> [Requirement]:
Extract each line of the data below that contains the string "house", and reproduce those lines verbatim.

===== Records for the exercise =====

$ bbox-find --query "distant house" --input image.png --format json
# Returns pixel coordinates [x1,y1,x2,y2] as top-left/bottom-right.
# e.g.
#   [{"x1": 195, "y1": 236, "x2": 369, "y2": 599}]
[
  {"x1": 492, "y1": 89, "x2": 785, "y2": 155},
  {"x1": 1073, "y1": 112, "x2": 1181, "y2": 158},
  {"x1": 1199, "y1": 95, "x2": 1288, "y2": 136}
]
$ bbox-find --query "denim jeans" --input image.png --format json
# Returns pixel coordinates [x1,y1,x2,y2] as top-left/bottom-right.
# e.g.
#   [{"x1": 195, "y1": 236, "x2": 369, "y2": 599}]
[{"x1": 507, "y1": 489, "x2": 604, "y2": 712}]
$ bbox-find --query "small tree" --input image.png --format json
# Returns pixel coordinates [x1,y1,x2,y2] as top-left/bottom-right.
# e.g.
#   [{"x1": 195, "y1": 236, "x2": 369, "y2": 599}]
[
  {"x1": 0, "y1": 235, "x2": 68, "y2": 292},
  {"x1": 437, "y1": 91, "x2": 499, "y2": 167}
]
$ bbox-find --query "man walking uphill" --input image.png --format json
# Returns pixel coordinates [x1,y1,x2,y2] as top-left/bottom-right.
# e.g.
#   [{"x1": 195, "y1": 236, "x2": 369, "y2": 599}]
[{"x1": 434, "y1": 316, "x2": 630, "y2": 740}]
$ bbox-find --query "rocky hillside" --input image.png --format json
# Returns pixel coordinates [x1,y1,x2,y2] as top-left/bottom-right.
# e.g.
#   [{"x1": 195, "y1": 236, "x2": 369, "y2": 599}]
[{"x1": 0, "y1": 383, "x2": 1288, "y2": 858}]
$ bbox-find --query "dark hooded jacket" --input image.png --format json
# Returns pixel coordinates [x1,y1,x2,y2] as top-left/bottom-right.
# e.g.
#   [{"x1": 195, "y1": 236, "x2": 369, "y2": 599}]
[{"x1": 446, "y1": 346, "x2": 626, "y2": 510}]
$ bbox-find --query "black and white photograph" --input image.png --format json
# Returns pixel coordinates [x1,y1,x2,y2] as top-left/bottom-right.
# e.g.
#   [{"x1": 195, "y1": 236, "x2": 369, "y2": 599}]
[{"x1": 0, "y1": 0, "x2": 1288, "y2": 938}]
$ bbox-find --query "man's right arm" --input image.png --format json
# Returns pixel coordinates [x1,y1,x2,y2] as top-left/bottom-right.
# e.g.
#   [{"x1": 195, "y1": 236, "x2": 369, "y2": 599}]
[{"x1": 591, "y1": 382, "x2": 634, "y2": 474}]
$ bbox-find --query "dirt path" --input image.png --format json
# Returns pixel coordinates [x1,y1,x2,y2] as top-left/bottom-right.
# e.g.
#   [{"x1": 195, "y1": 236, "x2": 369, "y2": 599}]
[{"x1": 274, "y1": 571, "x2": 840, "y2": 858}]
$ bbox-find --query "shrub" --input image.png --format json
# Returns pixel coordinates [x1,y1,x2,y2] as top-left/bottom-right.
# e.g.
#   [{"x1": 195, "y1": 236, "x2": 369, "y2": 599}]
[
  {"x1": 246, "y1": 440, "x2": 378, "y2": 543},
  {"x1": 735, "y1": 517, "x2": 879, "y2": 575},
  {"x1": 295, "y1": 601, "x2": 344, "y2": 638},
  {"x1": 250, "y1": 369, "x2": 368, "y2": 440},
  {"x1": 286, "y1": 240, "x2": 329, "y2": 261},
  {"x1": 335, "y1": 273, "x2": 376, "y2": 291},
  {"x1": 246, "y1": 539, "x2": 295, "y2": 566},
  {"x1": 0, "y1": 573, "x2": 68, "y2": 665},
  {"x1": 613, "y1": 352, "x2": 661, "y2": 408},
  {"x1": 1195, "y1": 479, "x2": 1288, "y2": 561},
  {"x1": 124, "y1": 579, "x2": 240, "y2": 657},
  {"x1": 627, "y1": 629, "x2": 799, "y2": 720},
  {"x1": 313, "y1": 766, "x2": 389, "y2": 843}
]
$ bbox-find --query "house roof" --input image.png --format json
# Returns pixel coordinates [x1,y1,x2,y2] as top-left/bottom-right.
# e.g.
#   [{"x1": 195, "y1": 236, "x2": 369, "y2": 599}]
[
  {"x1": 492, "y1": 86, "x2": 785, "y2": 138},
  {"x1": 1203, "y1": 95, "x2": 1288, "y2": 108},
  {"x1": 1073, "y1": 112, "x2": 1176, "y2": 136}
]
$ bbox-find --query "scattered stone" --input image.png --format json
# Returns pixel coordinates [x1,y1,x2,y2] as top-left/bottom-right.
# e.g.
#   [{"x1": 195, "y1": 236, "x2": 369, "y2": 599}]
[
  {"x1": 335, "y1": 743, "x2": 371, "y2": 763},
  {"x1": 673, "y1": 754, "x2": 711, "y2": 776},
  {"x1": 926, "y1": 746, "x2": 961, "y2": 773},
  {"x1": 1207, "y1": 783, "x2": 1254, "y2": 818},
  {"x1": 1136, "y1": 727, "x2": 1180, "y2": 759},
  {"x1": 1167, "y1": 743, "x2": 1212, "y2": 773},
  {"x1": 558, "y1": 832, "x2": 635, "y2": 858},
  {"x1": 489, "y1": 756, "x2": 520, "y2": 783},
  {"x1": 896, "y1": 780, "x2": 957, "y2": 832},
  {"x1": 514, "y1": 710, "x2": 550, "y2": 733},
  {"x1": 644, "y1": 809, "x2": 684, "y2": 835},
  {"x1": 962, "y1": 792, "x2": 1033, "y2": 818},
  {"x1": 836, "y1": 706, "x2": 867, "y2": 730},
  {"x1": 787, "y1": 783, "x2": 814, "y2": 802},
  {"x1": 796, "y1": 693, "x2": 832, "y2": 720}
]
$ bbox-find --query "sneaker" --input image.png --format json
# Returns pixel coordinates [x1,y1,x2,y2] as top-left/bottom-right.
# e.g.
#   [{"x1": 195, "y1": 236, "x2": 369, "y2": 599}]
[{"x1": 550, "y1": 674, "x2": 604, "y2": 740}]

=====

> [Written solution]:
$ bbox-find --query "distant house" --input image.png --format json
$ bbox-find --query "house roof" --input image.png --format json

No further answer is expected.